• [Excerpt provided]:
______________________________

5 Publishing Pathways… How to Decide Which One is Best for You

Today there are more options for publishing than ever before.  There is no single way to publish a book, which is a clear advantage for new authors. Whether you are in the very first stages of writing your manuscript, have it completely done, or are somewhere in the middle of writing it, your publishing pathways requires careful consideration.

In this article, you’ll read about the pros and cons of each of the major publishing options, along with an example.  By the time you finish this article, you’ll have more clarity about which options are available and which one will be suit the goals you have for your book.

Option 1- Traditional Publishing

Example Book: Eat, Pray, Love by Elizabeth Gilbert

In the traditional publishing model, you write a book proposal, hire an agent, and sell your manuscript to a publishing company.  The publishing company pays you a cash advance, which you can use while you write the book. Once the manuscript is completed, the publishing company pays to have the manuscript edited, designed and printed, as well as setting up distribution to stores and online book retailers.  When books are sold, the profits go to the publishing house with a percentage paid to the author.  The publishing company and the author collaborate on book marketing and promotion.

Pros of this model:

  • Authors are paid for to write manuscript
  • Publishers pay for the production costs
  • There is some status from publishing with a recognized publisher

Cons of this model:

  • The publishing company owns the manuscript and can make any changes with or without the author’s consent
  • The lion’s share of the profits go to the publisher
  • The process is lengthy, averaging 18-24 months for book production after the manuscript is completed

Option 2- Self Publishing

Example Book: Do You Mean Business? By Babette N Ten Haken

In this model, the author writes the book and then manages its production.  The author serves as a project manager, hiring graphic designers, printers, and layout artists to create the finished book.  The author decides how many books to print, either using print on demand (POD) technology to create a few books at a time, or prints several thousand copies with an off-set printer.  The Author is in charge of all marketing activities and distribution.  The author reaps all profits from book sales.


  • Authors have complete control over all aspects of the book
  • This model has the potential to create large income if the book is successful
  • Production time averages 6-12 months, depending on how much time the author can devote to the project


  • Requires a substantial financial and time investment
  • Authors have a steep learning curve
  • It can be challenging to find trustworthy vendors

Option 3- Boutique Publishing

Example Book: Trust God and Buy Broccoli by Gerri Helms

If an author wants to self-publish her book but does not want to actually do the work or learn the process, she can hire a boutique publishing company to outsource the project.  The author pays the boutique company a fee for the production of the book.  Depending on the agreement with the boutique company, the author will garner a portion of the book profits. These percentages vary widely from 10- 100% of book profits.  In this model, the author is responsible for most of the book marketing but the publisher may provide a book website and other marketing materials.

______________________________

• [Challenge a]:
Answer these from the article on publishing pathways:
(i) In traditional publishing, how long does book production average after the manuscript is completed?
(ii) What is the average production time for self publishing?
(iii) In boutique publishing, what range of book profits can the author receive?

______________________________

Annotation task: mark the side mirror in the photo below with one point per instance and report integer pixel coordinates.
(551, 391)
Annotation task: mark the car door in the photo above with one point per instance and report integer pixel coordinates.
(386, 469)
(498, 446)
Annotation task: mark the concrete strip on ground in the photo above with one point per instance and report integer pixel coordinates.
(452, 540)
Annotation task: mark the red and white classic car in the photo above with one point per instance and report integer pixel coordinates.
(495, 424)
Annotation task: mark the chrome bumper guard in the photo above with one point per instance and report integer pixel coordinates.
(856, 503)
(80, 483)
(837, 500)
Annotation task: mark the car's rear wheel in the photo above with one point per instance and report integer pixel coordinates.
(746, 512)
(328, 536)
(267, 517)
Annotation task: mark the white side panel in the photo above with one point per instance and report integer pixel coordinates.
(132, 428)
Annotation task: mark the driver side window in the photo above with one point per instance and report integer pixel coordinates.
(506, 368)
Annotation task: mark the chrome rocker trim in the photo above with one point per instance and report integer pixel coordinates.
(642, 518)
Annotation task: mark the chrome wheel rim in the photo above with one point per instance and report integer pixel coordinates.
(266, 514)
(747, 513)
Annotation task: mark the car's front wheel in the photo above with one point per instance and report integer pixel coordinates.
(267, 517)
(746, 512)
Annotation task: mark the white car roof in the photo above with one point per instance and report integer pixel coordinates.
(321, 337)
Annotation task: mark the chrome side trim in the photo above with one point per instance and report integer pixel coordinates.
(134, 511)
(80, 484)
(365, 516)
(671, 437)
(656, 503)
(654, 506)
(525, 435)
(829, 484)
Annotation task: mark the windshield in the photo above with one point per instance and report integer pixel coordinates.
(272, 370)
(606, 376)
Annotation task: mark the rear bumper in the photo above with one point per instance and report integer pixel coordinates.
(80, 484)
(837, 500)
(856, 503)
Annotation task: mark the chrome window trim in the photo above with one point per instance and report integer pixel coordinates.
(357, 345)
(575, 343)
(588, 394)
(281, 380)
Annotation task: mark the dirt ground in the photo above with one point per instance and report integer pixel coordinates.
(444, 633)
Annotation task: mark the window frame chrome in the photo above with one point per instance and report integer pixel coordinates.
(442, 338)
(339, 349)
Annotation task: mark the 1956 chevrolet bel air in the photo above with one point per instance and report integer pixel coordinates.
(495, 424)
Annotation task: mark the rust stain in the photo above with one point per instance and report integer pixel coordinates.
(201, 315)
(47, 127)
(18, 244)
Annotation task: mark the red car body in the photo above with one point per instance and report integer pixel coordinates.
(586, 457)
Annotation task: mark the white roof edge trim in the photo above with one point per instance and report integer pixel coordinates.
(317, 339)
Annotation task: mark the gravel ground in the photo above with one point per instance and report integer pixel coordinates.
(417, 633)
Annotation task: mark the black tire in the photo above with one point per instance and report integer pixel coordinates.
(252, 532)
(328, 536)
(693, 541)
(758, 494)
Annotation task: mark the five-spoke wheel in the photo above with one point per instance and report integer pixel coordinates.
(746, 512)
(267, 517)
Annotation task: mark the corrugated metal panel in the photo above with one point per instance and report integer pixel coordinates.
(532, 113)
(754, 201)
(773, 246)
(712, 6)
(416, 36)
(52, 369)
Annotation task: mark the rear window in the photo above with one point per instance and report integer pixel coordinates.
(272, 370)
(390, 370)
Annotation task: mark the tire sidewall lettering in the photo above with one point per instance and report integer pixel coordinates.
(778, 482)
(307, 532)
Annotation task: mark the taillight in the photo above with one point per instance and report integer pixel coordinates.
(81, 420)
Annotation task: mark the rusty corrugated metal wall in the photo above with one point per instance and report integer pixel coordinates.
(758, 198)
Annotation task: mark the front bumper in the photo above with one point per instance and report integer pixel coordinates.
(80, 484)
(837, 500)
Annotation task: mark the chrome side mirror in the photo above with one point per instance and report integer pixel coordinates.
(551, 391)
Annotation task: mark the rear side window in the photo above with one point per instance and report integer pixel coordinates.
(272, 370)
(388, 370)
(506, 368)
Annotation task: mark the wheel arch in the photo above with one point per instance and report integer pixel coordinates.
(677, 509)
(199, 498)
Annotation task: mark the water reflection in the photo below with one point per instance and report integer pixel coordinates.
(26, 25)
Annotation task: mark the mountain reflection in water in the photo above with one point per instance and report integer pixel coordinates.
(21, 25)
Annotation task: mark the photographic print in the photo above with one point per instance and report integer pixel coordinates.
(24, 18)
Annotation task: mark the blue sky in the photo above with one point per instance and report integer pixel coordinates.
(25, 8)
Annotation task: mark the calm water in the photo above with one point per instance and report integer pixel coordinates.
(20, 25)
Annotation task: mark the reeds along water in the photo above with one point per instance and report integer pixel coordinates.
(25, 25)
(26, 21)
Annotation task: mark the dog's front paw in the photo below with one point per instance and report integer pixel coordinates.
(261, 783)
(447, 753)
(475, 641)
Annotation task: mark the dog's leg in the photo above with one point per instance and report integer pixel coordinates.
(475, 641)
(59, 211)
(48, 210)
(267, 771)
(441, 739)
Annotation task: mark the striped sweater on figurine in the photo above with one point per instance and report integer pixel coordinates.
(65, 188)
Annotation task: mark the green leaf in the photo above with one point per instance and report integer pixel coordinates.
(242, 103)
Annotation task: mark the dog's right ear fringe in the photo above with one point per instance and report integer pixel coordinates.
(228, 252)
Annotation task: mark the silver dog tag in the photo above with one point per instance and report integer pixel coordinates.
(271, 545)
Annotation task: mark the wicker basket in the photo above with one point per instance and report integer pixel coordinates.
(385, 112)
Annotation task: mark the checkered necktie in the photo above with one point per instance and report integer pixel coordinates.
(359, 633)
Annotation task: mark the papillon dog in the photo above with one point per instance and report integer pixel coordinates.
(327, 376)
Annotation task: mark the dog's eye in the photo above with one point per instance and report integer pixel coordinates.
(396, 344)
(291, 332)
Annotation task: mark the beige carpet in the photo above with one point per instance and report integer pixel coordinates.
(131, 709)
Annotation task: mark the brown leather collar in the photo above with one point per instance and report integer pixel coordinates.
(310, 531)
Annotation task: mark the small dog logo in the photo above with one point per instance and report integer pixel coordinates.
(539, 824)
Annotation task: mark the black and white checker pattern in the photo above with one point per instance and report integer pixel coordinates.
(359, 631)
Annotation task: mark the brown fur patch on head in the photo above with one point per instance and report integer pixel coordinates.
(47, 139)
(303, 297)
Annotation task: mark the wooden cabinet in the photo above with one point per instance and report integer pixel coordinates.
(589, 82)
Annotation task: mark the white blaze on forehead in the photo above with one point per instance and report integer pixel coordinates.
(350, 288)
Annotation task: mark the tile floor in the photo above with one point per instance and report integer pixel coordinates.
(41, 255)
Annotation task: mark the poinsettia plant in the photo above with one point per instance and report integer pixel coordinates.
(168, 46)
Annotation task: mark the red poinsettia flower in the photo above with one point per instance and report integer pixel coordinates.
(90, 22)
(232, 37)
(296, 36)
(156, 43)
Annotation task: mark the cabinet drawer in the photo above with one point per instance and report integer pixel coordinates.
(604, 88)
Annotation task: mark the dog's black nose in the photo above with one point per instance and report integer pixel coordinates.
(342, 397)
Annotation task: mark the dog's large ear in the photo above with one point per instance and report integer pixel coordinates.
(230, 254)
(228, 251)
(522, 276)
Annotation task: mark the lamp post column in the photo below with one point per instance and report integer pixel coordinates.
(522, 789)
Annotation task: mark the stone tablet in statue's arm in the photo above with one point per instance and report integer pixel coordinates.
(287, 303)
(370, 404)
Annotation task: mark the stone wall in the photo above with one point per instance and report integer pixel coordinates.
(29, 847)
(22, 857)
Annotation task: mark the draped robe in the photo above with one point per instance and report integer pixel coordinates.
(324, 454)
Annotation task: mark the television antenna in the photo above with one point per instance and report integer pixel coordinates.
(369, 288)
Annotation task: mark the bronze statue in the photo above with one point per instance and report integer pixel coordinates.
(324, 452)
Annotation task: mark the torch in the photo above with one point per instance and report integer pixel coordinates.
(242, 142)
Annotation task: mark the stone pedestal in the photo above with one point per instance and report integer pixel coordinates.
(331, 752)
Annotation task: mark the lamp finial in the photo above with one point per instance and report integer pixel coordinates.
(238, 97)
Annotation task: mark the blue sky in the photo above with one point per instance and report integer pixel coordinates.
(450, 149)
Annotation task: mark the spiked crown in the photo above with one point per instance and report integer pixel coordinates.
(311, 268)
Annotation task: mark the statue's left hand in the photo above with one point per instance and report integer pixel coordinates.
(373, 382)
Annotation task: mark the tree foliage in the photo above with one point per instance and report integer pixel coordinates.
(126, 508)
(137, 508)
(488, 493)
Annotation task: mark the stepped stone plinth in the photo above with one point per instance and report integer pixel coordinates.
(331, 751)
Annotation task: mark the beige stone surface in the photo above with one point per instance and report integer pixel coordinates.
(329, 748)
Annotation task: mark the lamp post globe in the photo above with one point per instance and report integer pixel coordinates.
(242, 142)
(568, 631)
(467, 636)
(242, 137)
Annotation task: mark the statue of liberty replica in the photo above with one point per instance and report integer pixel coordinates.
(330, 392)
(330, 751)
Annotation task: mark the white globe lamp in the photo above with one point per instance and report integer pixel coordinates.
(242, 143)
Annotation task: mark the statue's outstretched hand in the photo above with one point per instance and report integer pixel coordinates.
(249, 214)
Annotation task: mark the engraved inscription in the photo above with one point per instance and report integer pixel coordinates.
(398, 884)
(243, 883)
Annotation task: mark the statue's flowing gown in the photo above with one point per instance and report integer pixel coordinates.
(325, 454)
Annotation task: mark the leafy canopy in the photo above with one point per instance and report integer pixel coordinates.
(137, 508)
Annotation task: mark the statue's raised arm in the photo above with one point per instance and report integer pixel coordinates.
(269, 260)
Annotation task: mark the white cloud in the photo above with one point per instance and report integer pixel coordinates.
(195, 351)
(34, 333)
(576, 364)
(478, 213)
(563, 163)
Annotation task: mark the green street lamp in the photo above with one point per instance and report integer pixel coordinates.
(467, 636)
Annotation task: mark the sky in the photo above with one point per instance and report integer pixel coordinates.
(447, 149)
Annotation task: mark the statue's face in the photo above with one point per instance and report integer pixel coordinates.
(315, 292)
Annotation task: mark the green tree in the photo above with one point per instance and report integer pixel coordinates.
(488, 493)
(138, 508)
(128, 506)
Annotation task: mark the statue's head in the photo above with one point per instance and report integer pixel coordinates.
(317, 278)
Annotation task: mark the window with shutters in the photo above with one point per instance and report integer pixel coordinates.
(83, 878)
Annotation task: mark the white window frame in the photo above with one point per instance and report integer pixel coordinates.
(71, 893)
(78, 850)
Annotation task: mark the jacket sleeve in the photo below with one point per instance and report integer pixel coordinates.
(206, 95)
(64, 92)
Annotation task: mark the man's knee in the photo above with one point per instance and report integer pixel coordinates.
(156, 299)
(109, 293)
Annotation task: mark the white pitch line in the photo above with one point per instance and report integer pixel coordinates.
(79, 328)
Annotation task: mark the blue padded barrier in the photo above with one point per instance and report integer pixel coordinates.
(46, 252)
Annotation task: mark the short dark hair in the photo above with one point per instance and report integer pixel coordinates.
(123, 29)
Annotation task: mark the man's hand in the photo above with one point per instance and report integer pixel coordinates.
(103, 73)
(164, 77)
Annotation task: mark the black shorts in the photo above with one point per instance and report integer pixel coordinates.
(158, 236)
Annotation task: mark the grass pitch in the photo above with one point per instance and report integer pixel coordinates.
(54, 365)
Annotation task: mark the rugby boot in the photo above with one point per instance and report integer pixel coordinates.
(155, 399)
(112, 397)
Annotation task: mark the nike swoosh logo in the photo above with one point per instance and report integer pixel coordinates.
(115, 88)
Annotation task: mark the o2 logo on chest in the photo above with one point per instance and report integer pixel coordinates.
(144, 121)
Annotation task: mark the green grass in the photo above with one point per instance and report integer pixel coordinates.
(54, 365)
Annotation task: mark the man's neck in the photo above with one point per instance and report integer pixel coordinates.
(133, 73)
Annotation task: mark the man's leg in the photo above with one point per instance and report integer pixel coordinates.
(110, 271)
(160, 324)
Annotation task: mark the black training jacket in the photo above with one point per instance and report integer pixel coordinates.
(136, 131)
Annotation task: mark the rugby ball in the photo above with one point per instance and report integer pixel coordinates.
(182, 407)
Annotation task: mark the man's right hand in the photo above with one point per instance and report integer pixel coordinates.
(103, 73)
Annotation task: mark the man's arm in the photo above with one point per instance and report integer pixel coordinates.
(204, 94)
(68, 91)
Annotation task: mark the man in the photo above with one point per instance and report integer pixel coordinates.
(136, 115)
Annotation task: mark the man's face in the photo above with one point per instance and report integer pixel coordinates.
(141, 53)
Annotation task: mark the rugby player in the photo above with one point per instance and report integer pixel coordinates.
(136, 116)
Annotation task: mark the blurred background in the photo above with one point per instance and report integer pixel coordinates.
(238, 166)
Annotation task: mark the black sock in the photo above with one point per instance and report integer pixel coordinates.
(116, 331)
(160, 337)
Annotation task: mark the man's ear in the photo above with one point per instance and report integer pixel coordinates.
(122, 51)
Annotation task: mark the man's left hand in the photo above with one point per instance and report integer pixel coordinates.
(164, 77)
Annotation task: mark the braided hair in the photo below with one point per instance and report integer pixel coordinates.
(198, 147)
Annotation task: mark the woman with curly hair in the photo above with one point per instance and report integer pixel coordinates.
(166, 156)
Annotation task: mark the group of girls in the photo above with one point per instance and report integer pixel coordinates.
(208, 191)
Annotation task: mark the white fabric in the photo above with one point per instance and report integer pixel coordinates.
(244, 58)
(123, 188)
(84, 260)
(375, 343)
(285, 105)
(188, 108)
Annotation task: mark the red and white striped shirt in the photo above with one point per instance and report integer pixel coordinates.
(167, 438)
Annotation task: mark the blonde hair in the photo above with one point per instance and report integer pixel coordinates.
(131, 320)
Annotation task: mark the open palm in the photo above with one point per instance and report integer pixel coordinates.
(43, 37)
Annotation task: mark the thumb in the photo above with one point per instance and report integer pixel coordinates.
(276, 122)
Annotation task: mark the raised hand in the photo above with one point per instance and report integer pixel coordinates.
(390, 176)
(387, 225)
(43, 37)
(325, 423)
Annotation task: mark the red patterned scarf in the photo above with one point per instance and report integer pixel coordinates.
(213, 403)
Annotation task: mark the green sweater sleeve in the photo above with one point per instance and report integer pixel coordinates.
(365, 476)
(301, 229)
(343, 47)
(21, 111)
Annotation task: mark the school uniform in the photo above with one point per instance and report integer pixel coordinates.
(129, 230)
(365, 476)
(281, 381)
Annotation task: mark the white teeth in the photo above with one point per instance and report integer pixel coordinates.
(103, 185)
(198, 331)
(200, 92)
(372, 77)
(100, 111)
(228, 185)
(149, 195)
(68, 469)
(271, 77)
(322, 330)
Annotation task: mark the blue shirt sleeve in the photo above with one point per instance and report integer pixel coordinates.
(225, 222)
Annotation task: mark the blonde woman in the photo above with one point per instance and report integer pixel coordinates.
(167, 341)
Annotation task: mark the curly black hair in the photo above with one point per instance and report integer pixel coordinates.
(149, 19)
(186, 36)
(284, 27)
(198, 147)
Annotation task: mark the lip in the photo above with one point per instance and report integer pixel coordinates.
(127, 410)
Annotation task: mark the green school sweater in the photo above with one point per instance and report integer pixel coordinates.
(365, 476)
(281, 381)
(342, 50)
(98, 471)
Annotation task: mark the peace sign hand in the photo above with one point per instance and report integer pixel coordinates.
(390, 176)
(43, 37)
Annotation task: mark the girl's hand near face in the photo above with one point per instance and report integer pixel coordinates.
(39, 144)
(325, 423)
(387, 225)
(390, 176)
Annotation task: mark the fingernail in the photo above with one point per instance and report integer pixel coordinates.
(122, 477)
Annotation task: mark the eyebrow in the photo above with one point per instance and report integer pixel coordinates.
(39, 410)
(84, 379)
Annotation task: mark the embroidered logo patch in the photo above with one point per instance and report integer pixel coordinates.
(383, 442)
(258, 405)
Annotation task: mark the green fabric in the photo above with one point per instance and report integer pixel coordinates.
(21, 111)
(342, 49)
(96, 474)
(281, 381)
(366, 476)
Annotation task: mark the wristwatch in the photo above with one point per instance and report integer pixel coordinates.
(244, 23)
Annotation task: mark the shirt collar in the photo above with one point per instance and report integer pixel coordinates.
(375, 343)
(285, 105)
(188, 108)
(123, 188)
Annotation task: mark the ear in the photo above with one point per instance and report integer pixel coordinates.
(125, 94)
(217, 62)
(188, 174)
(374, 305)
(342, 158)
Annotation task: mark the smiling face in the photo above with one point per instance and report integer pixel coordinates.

______________________________

• [Challenge b]: How many lines of the rows contain the string "brown"? Case counts; give only the number.

• [Written answer a]:
(i) 18-24 months
(ii) 6-12 months
(iii) 10-100%

• [Written answer b]: 2